- **Excerpted data**

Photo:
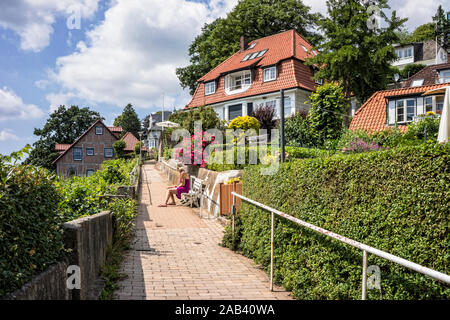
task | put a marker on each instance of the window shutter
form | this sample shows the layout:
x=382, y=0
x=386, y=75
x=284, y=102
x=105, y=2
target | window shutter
x=391, y=112
x=420, y=106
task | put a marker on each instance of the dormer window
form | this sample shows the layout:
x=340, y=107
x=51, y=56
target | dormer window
x=404, y=53
x=444, y=76
x=269, y=73
x=238, y=82
x=210, y=88
x=417, y=83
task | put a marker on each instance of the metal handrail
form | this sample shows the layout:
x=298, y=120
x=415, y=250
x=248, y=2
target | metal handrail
x=365, y=248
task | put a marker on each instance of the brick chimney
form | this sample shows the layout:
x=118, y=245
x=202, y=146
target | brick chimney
x=244, y=43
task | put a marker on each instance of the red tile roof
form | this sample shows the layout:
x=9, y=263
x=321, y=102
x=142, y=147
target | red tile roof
x=130, y=141
x=372, y=114
x=62, y=147
x=283, y=49
x=115, y=129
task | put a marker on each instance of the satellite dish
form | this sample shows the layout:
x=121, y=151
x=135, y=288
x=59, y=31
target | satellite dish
x=167, y=124
x=396, y=77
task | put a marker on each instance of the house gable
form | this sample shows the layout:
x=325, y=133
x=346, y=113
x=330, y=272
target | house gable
x=286, y=51
x=376, y=113
x=92, y=146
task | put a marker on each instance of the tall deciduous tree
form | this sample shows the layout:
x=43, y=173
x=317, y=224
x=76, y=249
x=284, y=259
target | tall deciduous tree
x=354, y=53
x=442, y=29
x=65, y=125
x=129, y=121
x=252, y=18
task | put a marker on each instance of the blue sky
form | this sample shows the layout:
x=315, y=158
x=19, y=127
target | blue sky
x=125, y=51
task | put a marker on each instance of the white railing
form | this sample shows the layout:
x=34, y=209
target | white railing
x=365, y=248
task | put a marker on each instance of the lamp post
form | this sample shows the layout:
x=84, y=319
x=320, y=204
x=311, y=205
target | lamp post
x=140, y=146
x=282, y=142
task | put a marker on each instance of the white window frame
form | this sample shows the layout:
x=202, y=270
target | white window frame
x=89, y=170
x=404, y=53
x=238, y=82
x=405, y=110
x=93, y=152
x=434, y=103
x=208, y=86
x=112, y=152
x=97, y=131
x=272, y=72
x=80, y=149
x=444, y=76
x=417, y=83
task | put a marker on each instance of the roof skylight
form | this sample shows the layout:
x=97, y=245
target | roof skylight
x=254, y=55
x=246, y=57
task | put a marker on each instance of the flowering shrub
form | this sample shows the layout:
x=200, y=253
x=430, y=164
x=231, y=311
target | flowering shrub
x=192, y=150
x=359, y=145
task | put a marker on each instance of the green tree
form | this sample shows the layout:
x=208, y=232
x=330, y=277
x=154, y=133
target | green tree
x=252, y=18
x=354, y=54
x=326, y=116
x=64, y=125
x=119, y=148
x=442, y=25
x=422, y=33
x=410, y=70
x=129, y=121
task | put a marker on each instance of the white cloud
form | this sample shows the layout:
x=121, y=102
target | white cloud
x=58, y=99
x=32, y=20
x=7, y=135
x=132, y=55
x=12, y=107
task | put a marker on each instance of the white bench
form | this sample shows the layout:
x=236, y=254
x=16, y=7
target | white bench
x=195, y=191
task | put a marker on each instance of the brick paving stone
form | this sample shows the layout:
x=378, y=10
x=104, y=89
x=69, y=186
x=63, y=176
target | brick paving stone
x=175, y=255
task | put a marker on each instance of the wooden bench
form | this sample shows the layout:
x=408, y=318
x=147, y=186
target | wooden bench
x=195, y=192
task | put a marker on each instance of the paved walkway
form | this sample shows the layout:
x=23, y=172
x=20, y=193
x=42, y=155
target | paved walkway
x=176, y=255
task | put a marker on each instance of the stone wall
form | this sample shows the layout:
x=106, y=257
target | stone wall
x=89, y=238
x=48, y=285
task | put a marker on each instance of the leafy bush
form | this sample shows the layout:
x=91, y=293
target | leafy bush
x=245, y=123
x=30, y=225
x=395, y=200
x=328, y=108
x=167, y=153
x=80, y=195
x=124, y=212
x=305, y=153
x=297, y=131
x=265, y=115
x=359, y=145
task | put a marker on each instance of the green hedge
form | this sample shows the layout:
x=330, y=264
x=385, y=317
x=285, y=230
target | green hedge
x=394, y=200
x=30, y=225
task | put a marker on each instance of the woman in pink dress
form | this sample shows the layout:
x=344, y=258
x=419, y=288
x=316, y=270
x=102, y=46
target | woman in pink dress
x=183, y=187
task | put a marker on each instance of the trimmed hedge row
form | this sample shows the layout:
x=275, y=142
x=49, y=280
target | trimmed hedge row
x=30, y=226
x=395, y=200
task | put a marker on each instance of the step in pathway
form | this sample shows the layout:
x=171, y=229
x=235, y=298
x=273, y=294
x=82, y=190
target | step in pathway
x=176, y=255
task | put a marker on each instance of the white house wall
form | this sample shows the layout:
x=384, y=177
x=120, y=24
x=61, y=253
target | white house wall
x=298, y=98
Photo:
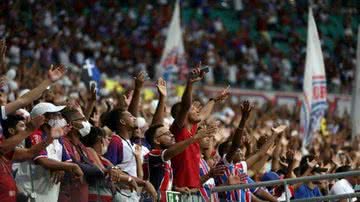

- **Given task**
Could you render everything in the material from the line containing "the brick paving stone" down to the line containing "x=195, y=192", both lines included, as a numbered list with blank lines left out?

- **Complete output**
1. task | put a marker on each instance of the brick paving stone
2. form | this sample shows the layout:
3. x=378, y=10
4. x=104, y=89
5. x=69, y=186
6. x=63, y=176
7. target | brick paving stone
8. x=175, y=255
9. task | put a marker on each instance of the wooden bench
10. form | this sample shows the layout:
11. x=408, y=318
12. x=147, y=186
13. target | wooden bench
14. x=195, y=192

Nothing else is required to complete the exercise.